■ Extrait ■
******

Plus sérieusement, il faut être inquiet des oppositions qui risquent de se développer entre les professionnels de santé : médecin, pharmacien, sage-femme, infirmier … En particulier, la mode est aux délégations de tâches. Elles sont décrétées par les tutelles, sans concertation suffisante et sans les précautions indispensables : les formations nécessaires ne sont pas en place, les expérimentations et les évaluations ne sont pas prévues, le champ des responsabilités respectives n’est pas défini, les outils nécessaire au suivi et à la continuité des soins sont absents.

******

■ Données fournies ■
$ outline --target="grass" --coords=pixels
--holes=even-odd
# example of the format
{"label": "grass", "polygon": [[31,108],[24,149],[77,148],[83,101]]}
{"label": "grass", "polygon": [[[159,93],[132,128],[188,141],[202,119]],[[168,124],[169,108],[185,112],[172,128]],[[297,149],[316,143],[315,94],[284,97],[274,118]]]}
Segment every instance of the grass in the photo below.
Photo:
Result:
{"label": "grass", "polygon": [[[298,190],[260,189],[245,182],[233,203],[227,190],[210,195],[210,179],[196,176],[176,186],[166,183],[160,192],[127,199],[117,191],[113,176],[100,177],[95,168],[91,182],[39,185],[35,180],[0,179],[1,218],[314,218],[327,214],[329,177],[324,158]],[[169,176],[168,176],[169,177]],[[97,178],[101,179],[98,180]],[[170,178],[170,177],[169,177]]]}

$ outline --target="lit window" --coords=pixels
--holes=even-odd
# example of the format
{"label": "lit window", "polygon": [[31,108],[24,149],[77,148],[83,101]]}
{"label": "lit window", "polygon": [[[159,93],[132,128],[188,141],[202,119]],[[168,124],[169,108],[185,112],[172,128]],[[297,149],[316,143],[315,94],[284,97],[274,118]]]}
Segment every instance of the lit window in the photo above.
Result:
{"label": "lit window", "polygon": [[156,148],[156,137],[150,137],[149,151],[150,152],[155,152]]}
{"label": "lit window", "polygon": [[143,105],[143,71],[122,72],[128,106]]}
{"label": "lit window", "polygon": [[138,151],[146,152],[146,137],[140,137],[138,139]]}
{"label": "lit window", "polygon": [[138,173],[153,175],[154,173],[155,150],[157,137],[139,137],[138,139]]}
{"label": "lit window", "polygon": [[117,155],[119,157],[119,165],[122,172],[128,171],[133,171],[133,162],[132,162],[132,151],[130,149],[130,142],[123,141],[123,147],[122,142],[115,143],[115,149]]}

******

■ Objectif ■
Modifiez l'extrait depuis « Plus sérieusement, il » jusqu'à « soins sont absents. » inclus, en remplaçant « tutelles » par « autorités sanitaires ». Vous n'aurez pas besoin des entrées.

■ Corrigé ■
Plus sérieusement, il faut être inquiet des oppositions qui risquent de se développer entre les professionnels de santé : médecin, pharmacien, sage-femme, infirmier … En particulier, la mode est aux délégations de tâches. Elles sont décrétées par les autorités sanitaires, sans concertation suffisante et sans les précautions indispensables : les formations nécessaires ne sont pas en place, les expérimentations et les évaluations ne sont pas prévues, le champ des responsabilités respectives n’est pas défini, les outils nécessaire au suivi et à la continuité des soins sont absents.